# Excerpt
==========

Slightly larger than Earth’s moon, Io is the innermost of Jupiter’s Galilean moons, which in addition to Io include Europa, Ganymede, and Callisto. Locked in a gravitational “tug of war” among Jupiter, Europa, and Ganymede, Io is constantly being squeezed, leading to frictional heat buildup in its interior — believed to be the cause for its sustained and widespread volcanic activity.

By monitoring the eruptions on Io’s surface, scientists hope to gain insights into the heat-driven movement of material underneath the moon’s surface, its internal structure, and, ultimately, on the tidal heating mechanism responsible for Io’s intense volcanism.

Detailed Observations of Volcanic Interactions

Davies said that the new image taken by SHARK-VIS is so rich in detail that it has allowed the team to identify a major resurfacing event in which the plume deposit around a prominent volcano known as Pele, located in Io’s southern hemisphere close to the equator, is being covered by eruption deposits from Pillan Patera, a neighboring volcano. A similar eruption sequence was observed by NASA’s Galileo spacecraft, which explored the Jupiter system between 1995 and 2003.

“We interpret the changes as dark lava deposits and white sulfur dioxide deposits originating from an eruption at Pillan Patera that partially cover Pele’s red, sulfur-rich plume deposit,” Davies said. “Before SHARK-VIS, such resurfacing events were impossible to observe from Earth.”

According to de Pater, Pele seems to erupt continuously, sending plumes of volcanic gases some 300 kilometers above Io’s surface — high enough to have been imaged by Voyager, Galileo, and Hubble. The gases in the plume, which emerge from a lava lake, freeze and settle on the surface as a prominent, broad, reddish, sulfur-rich ring.

==========

# Entries provided
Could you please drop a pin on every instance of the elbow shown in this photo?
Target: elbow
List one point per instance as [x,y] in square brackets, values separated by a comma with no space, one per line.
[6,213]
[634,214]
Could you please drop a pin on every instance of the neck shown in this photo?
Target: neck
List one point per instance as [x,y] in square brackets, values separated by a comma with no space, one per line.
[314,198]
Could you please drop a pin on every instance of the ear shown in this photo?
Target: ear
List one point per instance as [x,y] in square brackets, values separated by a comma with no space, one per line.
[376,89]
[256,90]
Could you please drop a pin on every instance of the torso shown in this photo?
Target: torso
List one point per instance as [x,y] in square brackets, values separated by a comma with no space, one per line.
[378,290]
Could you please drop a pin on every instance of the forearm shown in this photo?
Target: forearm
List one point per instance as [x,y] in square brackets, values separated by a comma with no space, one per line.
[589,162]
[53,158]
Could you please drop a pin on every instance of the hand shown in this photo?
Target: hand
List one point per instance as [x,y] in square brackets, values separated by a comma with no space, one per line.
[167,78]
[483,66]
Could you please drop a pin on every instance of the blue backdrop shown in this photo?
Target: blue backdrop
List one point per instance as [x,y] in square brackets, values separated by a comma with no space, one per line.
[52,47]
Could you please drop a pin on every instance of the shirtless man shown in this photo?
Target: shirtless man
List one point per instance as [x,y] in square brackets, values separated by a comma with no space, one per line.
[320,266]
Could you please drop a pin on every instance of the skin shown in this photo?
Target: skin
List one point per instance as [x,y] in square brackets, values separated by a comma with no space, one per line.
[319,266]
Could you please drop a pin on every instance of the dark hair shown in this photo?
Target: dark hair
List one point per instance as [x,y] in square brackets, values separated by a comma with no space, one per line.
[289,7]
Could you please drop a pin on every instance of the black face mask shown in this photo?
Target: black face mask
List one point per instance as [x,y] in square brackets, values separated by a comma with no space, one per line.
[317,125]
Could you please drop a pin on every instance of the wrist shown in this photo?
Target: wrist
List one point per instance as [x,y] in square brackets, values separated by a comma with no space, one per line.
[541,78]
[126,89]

==========

# Exercises
1. Translate this sentence from the Io excerpt into Spanish: "A similar eruption sequence was observed by NASA’s Galileo spacecraft, which explored the Jupiter system between 1995 and 2003."
2. Write out the part of the Io excerpt that starts at the words "According to de" and ends after the words "reddish, sulfur-rich ring.".
The listing is separate material, unrelated to the Io excerpt.

# Responses per task
1. Una secuencia eruptiva similar fue observada por la sonda Galileo de la NASA, que exploró el sistema de Júpiter entre 1995 y 2003.

2.
According to de Pater, Pele seems to erupt continuously, sending plumes of volcanic gases some 300 kilometers above Io’s surface — high enough to have been imaged by Voyager, Galileo, and Hubble. The gases in the plume, which emerge from a lava lake, freeze and settle on the surface as a prominent, broad, reddish, sulfur-rich ring.